● **ABOUT THIS EXERCISE**
Reprint all entries without any alteration.

● **SUPPLIED ENTRIES**

────────────────────

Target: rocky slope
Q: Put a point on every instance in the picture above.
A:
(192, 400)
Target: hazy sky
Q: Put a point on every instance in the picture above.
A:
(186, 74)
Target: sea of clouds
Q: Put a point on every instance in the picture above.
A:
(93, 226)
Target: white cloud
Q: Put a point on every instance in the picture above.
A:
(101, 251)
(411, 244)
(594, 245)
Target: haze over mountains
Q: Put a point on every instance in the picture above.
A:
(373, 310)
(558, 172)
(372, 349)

────────────────────

● **TASK SOLUTION**
Target: rocky slope
Q: Put a point on every instance in the picture above.
A:
(192, 400)
Target: hazy sky
Q: Put a point on every instance in the picture above.
A:
(186, 74)
Target: sea of clouds
Q: Put a point on every instance in the picture above.
A:
(93, 226)
Target: white cloud
Q: Put a point on every instance in the picture above.
A:
(101, 251)
(411, 244)
(594, 245)
Target: haze over mountains
Q: Put a point on every instance in the picture above.
A:
(373, 310)
(558, 172)
(372, 349)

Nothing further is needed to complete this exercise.